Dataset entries
>>>
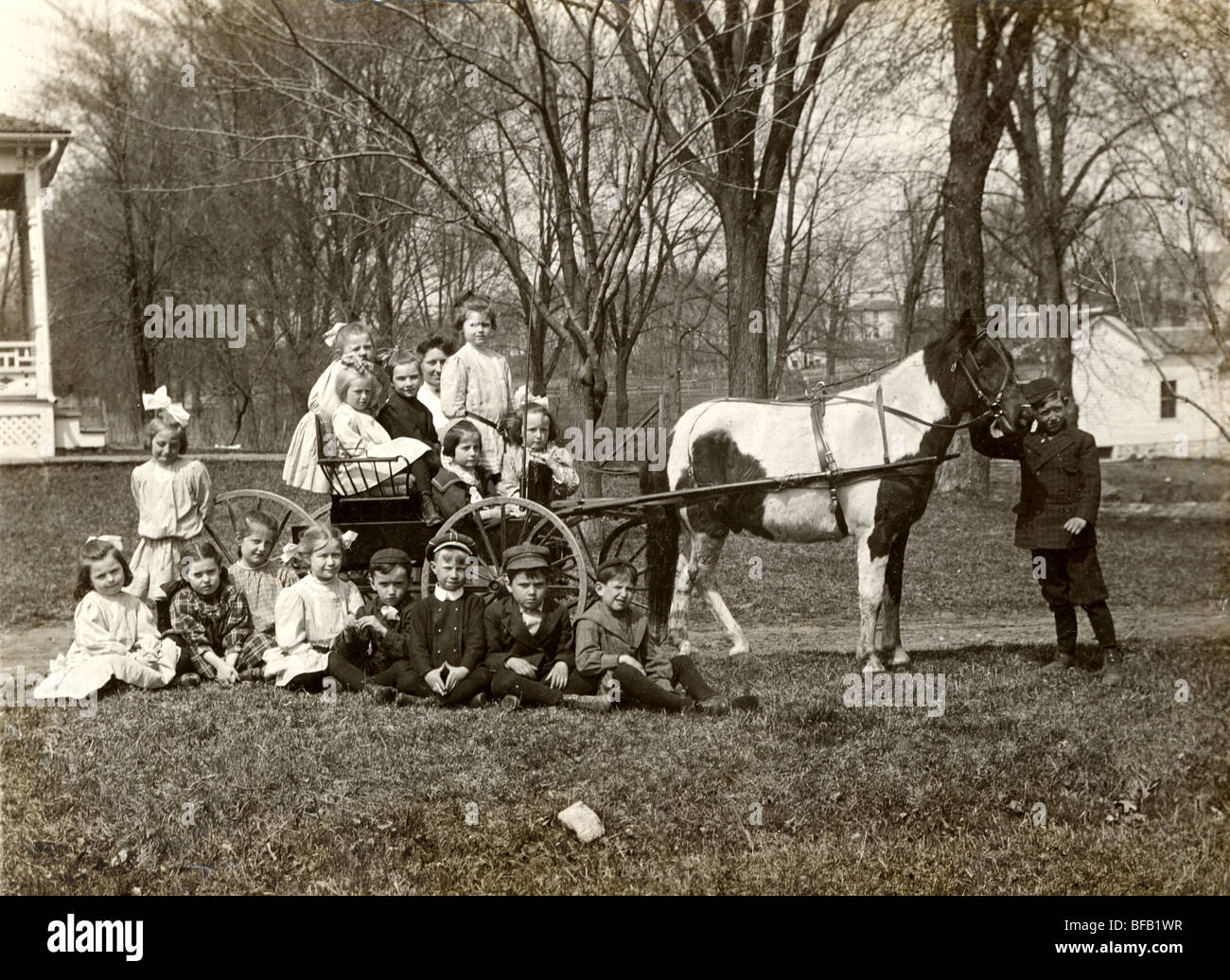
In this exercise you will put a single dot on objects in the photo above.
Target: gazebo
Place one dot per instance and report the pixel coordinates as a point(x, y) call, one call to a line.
point(29, 154)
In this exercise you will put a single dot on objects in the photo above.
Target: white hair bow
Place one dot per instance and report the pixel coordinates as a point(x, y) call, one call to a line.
point(160, 400)
point(524, 397)
point(331, 333)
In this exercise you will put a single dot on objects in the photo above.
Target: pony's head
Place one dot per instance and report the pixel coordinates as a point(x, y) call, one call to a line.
point(975, 376)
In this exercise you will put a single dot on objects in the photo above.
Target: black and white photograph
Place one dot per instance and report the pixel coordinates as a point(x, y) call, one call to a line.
point(615, 447)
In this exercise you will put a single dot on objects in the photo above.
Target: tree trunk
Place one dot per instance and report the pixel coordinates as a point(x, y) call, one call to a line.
point(964, 289)
point(747, 327)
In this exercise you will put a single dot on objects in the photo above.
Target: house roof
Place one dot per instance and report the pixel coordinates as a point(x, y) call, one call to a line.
point(11, 124)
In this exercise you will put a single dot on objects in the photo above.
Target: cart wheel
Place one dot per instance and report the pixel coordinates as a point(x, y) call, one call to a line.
point(630, 544)
point(226, 520)
point(518, 523)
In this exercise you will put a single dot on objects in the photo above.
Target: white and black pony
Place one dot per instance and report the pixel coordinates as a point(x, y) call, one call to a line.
point(926, 396)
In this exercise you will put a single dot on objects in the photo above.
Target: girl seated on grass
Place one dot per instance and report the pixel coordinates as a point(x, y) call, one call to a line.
point(114, 634)
point(310, 615)
point(212, 623)
point(463, 479)
point(553, 475)
point(360, 434)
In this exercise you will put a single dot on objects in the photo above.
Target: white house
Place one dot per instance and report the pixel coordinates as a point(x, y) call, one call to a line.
point(31, 427)
point(1123, 385)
<<<
» **Aim of the exercise**: Through the line containing "Target: pony's head" and no further, restate the data above word for word from its first line, leaving out pictures.

» **Written response**:
In this exercise you will put a single dot on objects in the photo above.
Target: gazebo
Place one dot per instance and report the pixel coordinates as a point(x, y) call, one call to a line.
point(29, 154)
In this exercise you will put a single dot on objects in the photo above.
Target: white hair bow
Place one dot per instance and report the pixel coordinates as a point(x, y) call, one call to a line.
point(160, 400)
point(524, 397)
point(331, 333)
In this exercise you will put a single dot on objects in the photo above.
Target: pony's head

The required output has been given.